# RECORDS FOR PROCESSING:
====

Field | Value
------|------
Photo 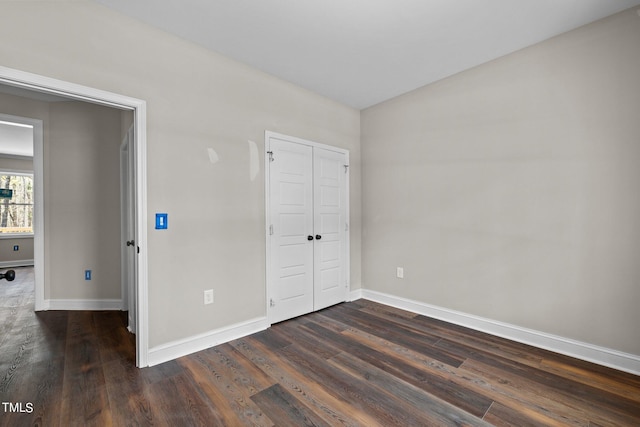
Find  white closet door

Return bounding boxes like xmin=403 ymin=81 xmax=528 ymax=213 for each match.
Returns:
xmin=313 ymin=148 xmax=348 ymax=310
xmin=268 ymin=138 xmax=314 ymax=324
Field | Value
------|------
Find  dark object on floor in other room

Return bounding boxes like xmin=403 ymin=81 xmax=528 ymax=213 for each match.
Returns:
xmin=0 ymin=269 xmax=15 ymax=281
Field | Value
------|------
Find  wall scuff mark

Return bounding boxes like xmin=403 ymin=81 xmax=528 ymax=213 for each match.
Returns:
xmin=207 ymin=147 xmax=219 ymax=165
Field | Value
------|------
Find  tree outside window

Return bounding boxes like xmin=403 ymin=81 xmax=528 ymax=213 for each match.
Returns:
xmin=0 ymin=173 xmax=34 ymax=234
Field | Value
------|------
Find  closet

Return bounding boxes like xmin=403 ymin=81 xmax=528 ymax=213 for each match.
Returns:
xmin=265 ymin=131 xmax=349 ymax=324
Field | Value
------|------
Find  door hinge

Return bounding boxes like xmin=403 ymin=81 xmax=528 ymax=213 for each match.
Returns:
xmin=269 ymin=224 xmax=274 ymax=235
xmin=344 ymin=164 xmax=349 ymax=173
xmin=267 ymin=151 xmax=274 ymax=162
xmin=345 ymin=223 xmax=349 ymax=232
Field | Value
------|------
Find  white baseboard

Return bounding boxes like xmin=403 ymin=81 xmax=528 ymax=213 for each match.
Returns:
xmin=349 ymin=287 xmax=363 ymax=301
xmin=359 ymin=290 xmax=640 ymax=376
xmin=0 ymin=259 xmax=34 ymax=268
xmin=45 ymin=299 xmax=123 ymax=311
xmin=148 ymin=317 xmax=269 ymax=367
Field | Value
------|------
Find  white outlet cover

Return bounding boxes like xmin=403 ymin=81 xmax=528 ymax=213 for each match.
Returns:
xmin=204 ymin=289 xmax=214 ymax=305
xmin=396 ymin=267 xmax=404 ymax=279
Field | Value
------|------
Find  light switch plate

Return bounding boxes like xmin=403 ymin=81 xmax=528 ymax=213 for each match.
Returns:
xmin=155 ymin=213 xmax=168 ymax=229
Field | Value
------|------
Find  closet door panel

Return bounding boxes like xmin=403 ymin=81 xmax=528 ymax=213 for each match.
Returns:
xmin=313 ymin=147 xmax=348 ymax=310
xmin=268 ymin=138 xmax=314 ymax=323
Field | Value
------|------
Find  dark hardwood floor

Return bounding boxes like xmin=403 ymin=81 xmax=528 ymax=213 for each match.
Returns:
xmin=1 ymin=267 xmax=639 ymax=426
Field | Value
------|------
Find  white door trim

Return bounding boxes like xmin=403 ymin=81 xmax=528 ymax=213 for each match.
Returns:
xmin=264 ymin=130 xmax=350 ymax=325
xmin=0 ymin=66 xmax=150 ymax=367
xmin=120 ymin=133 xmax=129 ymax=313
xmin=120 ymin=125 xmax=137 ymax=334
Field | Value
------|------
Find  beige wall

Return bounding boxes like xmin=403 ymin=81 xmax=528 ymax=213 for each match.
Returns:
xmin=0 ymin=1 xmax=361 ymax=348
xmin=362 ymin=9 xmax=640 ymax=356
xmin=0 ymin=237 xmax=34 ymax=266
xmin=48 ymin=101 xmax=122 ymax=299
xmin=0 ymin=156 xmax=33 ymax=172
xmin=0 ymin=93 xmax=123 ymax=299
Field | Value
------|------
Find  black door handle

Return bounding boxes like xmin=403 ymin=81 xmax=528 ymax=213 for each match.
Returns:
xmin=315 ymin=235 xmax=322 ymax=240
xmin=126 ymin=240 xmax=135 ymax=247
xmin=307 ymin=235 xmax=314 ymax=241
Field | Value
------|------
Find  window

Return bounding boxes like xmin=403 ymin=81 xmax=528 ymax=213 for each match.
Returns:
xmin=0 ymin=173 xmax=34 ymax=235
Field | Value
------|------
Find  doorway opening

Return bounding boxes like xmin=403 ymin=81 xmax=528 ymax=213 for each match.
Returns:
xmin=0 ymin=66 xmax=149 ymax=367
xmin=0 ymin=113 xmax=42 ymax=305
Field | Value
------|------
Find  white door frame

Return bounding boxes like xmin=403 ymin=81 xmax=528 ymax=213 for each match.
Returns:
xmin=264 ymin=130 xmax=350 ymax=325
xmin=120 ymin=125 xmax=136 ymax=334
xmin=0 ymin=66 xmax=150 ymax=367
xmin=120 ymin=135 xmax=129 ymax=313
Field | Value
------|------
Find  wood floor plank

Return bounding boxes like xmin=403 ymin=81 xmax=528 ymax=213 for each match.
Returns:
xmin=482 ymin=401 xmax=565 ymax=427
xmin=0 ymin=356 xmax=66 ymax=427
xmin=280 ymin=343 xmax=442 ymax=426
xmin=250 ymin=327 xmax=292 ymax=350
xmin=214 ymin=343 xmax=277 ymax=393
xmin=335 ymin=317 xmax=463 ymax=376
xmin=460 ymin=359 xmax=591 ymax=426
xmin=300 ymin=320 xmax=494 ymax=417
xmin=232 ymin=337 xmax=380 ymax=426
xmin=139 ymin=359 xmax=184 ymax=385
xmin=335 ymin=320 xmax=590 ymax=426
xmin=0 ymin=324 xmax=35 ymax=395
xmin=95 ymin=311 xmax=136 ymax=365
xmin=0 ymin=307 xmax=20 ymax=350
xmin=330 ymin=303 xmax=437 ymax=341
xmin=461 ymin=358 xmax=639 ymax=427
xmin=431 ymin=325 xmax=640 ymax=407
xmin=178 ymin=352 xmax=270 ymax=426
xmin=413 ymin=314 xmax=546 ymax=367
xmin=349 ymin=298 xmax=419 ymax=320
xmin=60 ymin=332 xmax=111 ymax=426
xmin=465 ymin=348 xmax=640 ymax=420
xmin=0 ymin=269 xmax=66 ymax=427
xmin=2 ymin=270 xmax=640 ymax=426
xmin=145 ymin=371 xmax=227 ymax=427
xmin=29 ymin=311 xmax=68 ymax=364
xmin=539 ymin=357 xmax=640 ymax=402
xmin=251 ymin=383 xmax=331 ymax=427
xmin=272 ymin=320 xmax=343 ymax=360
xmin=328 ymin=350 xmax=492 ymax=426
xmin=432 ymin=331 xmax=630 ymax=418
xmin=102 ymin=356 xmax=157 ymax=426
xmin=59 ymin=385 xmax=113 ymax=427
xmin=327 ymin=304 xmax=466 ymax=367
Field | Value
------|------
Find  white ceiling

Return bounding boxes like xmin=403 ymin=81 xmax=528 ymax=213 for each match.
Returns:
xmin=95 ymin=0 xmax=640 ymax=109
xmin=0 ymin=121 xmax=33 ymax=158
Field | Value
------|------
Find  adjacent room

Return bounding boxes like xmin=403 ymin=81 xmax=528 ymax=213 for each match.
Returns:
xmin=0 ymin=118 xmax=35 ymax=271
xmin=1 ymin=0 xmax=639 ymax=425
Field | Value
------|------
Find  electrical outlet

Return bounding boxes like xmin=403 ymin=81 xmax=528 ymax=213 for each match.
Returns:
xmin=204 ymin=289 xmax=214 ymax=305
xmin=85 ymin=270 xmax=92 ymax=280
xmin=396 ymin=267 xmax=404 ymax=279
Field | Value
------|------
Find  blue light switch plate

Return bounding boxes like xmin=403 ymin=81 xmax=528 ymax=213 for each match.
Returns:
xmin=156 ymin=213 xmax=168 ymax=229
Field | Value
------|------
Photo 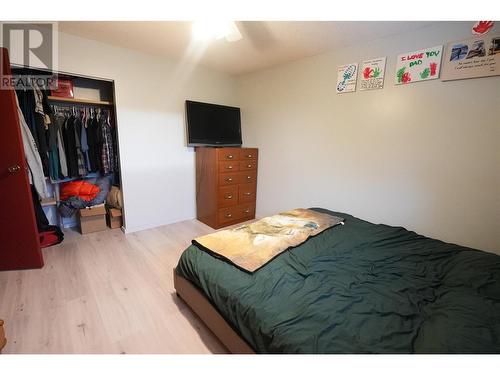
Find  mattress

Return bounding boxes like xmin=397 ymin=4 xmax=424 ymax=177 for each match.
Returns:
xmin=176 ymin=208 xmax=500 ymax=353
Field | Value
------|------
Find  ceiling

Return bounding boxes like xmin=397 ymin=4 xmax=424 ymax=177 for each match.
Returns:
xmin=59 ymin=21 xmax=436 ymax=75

====

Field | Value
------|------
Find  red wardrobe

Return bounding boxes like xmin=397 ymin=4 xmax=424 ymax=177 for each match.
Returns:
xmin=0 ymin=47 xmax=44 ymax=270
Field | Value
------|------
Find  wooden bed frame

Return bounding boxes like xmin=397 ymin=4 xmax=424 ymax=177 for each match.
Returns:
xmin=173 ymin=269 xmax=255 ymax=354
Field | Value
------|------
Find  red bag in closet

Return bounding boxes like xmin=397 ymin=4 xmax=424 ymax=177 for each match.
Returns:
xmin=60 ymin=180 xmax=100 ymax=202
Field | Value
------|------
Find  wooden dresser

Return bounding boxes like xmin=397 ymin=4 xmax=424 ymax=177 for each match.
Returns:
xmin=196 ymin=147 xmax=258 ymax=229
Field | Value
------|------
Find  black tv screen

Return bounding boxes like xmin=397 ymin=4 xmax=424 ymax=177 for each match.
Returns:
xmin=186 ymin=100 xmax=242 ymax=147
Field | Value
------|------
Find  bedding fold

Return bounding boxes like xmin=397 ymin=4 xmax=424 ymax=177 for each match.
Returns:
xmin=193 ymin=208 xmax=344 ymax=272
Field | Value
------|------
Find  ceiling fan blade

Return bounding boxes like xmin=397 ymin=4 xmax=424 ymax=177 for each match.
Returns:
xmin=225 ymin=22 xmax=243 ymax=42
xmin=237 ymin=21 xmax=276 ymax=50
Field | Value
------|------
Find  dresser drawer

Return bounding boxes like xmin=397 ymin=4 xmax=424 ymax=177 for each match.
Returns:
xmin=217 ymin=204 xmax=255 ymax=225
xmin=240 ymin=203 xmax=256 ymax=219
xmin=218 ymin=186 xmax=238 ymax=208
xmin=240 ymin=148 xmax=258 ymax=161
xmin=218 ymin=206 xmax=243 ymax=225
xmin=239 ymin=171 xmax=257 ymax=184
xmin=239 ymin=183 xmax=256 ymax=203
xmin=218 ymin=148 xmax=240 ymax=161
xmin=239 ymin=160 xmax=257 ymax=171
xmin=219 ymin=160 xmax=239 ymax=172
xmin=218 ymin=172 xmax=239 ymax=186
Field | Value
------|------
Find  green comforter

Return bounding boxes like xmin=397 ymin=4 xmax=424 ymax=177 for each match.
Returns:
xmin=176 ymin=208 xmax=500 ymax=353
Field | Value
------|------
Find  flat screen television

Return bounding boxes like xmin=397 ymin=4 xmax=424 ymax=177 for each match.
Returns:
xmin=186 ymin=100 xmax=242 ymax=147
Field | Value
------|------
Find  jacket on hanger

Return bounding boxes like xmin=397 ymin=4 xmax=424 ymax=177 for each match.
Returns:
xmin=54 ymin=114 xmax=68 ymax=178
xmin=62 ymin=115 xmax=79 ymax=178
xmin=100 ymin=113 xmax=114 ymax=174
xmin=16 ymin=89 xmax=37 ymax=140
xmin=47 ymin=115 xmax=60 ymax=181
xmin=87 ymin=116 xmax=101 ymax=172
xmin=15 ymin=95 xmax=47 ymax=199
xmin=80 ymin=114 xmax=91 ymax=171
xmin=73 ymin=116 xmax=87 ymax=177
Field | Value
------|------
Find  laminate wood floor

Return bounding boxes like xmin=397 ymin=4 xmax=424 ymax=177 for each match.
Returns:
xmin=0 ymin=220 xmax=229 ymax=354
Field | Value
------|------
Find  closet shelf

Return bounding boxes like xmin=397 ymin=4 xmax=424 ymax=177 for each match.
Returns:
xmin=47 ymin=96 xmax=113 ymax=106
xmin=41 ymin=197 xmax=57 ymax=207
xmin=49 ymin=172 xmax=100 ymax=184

====

# WHAT IS REQUIRED:
Every line that holds the word "wooden" should be copied from the listing.

# TASK RESPONSE:
Find  wooden bed frame
Find  wooden dresser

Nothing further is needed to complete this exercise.